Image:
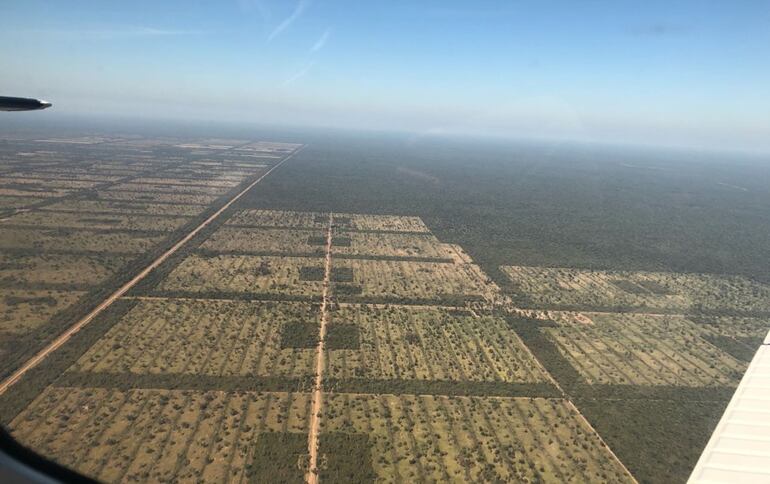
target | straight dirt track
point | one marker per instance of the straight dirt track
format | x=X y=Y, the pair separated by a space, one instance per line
x=64 y=337
x=315 y=411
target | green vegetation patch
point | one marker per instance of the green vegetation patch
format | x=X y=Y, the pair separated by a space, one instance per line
x=659 y=441
x=342 y=274
x=345 y=457
x=299 y=335
x=343 y=336
x=278 y=457
x=341 y=241
x=311 y=273
x=316 y=240
x=442 y=387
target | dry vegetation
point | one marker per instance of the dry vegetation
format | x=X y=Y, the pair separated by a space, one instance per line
x=472 y=439
x=637 y=349
x=203 y=338
x=157 y=435
x=267 y=241
x=243 y=274
x=557 y=287
x=429 y=343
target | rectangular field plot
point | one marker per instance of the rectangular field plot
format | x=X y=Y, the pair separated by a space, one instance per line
x=424 y=343
x=403 y=281
x=174 y=189
x=22 y=311
x=173 y=198
x=584 y=289
x=266 y=241
x=203 y=338
x=187 y=182
x=277 y=218
x=243 y=274
x=61 y=270
x=96 y=221
x=163 y=435
x=104 y=206
x=375 y=245
x=638 y=349
x=17 y=202
x=78 y=240
x=383 y=223
x=470 y=439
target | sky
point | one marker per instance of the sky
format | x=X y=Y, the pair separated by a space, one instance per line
x=683 y=73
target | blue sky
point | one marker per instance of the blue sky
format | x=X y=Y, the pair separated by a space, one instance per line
x=676 y=73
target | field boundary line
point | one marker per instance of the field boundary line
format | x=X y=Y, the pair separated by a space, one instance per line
x=315 y=409
x=64 y=337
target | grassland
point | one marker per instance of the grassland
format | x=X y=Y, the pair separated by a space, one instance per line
x=428 y=343
x=627 y=290
x=265 y=241
x=158 y=435
x=245 y=275
x=472 y=439
x=200 y=337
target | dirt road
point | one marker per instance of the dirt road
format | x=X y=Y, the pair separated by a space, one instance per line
x=64 y=337
x=312 y=437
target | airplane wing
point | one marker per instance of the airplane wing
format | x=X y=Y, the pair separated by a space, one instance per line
x=739 y=448
x=22 y=104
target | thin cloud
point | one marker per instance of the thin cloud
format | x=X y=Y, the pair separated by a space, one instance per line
x=123 y=32
x=297 y=13
x=319 y=44
x=300 y=74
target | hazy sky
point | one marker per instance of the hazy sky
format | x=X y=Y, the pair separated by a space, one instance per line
x=670 y=72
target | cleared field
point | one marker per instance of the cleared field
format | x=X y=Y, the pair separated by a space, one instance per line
x=197 y=190
x=276 y=218
x=161 y=435
x=388 y=223
x=22 y=311
x=95 y=221
x=67 y=271
x=277 y=241
x=390 y=245
x=157 y=197
x=411 y=280
x=547 y=286
x=125 y=207
x=187 y=182
x=42 y=183
x=637 y=349
x=203 y=338
x=245 y=275
x=428 y=343
x=17 y=202
x=470 y=439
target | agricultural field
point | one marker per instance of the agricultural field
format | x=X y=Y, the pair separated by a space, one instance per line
x=411 y=280
x=106 y=206
x=417 y=438
x=638 y=349
x=204 y=337
x=379 y=223
x=96 y=221
x=368 y=244
x=161 y=435
x=568 y=288
x=266 y=241
x=63 y=271
x=427 y=343
x=24 y=310
x=157 y=197
x=244 y=274
x=68 y=240
x=275 y=218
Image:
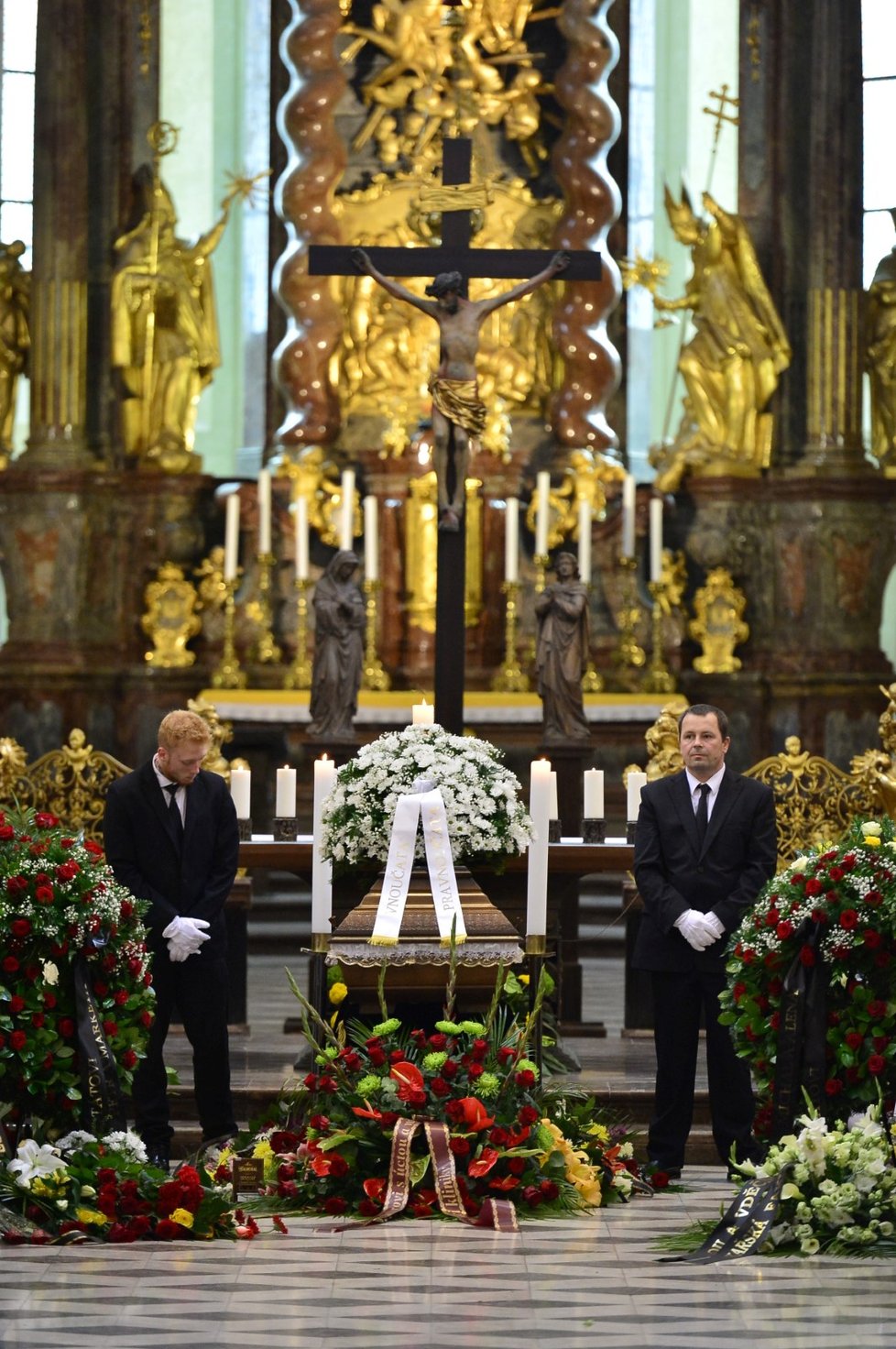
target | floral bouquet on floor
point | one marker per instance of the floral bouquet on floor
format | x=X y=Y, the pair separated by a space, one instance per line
x=405 y=1121
x=834 y=911
x=486 y=819
x=62 y=914
x=104 y=1190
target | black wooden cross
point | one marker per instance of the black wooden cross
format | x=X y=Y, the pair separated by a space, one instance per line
x=455 y=254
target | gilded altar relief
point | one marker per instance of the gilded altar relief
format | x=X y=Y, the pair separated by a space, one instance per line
x=419 y=73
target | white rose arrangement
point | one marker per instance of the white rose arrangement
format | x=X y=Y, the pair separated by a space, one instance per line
x=486 y=817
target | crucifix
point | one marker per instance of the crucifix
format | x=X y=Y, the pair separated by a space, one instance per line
x=455 y=255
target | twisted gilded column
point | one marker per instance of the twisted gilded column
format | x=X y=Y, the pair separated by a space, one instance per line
x=591 y=363
x=302 y=199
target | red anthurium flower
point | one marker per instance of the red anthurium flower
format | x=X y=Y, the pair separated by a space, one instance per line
x=474 y=1113
x=484 y=1163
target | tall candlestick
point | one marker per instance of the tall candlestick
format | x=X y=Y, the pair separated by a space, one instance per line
x=633 y=795
x=585 y=542
x=301 y=539
x=656 y=539
x=553 y=814
x=511 y=542
x=371 y=540
x=265 y=511
x=347 y=514
x=285 y=806
x=240 y=791
x=231 y=536
x=593 y=795
x=628 y=516
x=537 y=858
x=322 y=868
x=542 y=506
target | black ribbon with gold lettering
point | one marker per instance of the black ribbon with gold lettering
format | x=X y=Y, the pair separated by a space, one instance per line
x=744 y=1229
x=801 y=1060
x=102 y=1106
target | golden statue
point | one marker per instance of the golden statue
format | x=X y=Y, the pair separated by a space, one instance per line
x=732 y=363
x=718 y=623
x=15 y=339
x=880 y=360
x=170 y=618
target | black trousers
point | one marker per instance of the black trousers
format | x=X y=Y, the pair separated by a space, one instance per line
x=678 y=1003
x=197 y=988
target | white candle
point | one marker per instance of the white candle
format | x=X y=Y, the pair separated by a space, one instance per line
x=628 y=516
x=231 y=536
x=301 y=539
x=265 y=511
x=240 y=791
x=422 y=714
x=656 y=539
x=347 y=514
x=585 y=542
x=542 y=505
x=593 y=803
x=371 y=540
x=537 y=858
x=511 y=542
x=285 y=806
x=322 y=868
x=633 y=788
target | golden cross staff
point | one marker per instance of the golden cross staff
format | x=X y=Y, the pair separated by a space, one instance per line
x=162 y=140
x=721 y=115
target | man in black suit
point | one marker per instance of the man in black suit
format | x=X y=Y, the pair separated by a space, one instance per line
x=171 y=838
x=706 y=842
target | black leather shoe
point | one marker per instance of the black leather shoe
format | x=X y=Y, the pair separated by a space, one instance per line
x=158 y=1157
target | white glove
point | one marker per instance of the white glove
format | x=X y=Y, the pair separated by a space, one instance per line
x=695 y=929
x=185 y=937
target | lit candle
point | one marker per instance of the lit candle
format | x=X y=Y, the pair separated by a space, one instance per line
x=285 y=806
x=371 y=542
x=240 y=791
x=585 y=542
x=301 y=539
x=542 y=505
x=537 y=858
x=593 y=794
x=347 y=514
x=231 y=536
x=265 y=511
x=511 y=542
x=628 y=516
x=634 y=784
x=656 y=539
x=322 y=868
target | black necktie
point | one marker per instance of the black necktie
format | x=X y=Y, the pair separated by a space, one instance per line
x=702 y=814
x=174 y=811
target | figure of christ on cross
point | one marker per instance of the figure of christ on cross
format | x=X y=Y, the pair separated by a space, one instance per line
x=458 y=416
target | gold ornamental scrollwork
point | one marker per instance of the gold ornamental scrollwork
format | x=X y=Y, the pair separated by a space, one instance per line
x=718 y=623
x=170 y=618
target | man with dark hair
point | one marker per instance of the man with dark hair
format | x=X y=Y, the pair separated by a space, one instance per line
x=171 y=837
x=458 y=414
x=706 y=842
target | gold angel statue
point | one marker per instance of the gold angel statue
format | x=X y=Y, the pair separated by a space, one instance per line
x=733 y=360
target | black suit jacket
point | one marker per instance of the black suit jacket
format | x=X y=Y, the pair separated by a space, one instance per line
x=142 y=848
x=673 y=874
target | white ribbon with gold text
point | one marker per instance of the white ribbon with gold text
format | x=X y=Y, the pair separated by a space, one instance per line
x=430 y=806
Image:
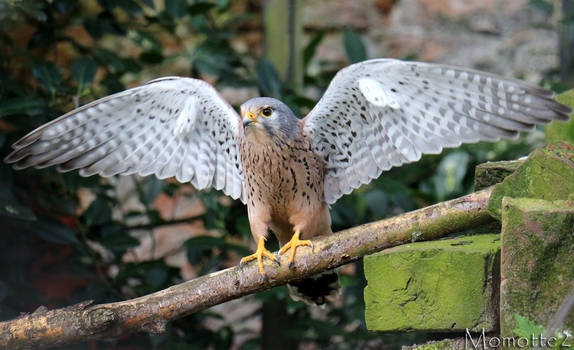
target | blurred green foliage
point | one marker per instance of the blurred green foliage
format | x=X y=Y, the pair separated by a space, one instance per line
x=58 y=54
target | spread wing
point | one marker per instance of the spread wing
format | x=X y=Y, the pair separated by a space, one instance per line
x=171 y=126
x=383 y=113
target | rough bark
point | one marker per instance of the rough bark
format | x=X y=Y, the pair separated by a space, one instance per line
x=151 y=313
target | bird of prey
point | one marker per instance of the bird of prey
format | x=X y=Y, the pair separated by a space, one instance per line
x=374 y=115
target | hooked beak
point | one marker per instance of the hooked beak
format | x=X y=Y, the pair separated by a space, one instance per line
x=249 y=118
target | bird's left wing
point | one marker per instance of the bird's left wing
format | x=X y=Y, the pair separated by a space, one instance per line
x=170 y=126
x=383 y=113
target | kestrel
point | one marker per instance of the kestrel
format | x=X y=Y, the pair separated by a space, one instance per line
x=374 y=115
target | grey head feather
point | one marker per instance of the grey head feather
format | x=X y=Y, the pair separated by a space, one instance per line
x=283 y=120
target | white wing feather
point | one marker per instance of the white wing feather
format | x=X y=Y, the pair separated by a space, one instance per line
x=171 y=126
x=383 y=113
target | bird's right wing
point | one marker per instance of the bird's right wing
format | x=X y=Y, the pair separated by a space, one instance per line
x=171 y=126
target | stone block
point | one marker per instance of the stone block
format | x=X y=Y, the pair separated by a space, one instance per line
x=537 y=260
x=547 y=174
x=445 y=285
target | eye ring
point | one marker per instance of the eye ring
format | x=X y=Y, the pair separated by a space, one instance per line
x=267 y=111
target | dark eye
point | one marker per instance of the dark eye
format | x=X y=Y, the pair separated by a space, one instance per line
x=267 y=111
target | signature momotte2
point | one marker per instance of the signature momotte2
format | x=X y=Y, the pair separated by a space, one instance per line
x=481 y=341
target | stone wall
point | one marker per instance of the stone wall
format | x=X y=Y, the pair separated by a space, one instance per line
x=508 y=37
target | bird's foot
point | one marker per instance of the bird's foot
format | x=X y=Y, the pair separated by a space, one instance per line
x=293 y=244
x=259 y=254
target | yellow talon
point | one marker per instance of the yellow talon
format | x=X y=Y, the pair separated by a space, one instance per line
x=259 y=254
x=293 y=244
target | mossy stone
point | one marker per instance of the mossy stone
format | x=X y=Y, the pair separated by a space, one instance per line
x=537 y=260
x=548 y=174
x=445 y=285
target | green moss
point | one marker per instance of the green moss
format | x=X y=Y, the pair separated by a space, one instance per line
x=437 y=286
x=491 y=173
x=537 y=259
x=547 y=174
x=437 y=345
x=558 y=131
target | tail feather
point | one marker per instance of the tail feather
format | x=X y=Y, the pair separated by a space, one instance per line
x=316 y=290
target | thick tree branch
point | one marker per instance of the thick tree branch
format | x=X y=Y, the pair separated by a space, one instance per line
x=150 y=313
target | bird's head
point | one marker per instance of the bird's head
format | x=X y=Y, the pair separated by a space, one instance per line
x=268 y=117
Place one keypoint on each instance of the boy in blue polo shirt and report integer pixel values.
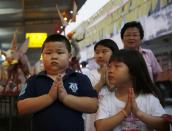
(58, 96)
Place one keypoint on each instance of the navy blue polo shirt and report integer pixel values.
(58, 117)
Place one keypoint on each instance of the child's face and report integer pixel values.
(55, 57)
(132, 38)
(118, 73)
(102, 55)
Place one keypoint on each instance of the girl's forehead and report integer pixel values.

■ ■ ■ ■ ■ ■ ■

_Problem_. Each line from the top of the records through the one containing "point | one marker per instance of the rectangular" needs to be transcribed exactly, without pictures.

_Exercise solution_.
Image:
target | straight dirt track
point | one marker per instance of the straight dirt track
format | x=X y=Y, the pair separated by a space, one instance per line
x=64 y=337
x=315 y=411
target | green vegetation patch
point | one marker per instance of the green vegetation patch
format | x=X y=Y, the pair separated by a space, one instance per line
x=659 y=441
x=342 y=274
x=345 y=457
x=299 y=335
x=343 y=336
x=278 y=457
x=341 y=241
x=311 y=273
x=316 y=240
x=442 y=387
target | dry vegetation
point | one marker per instance of the dry vegetation
format | x=X y=Y, the pair separated by a space, one instance per line
x=472 y=439
x=637 y=349
x=203 y=338
x=157 y=435
x=267 y=241
x=243 y=274
x=557 y=287
x=429 y=343
target | rectangular field plot
point | one marker per instance of the rectangular field plot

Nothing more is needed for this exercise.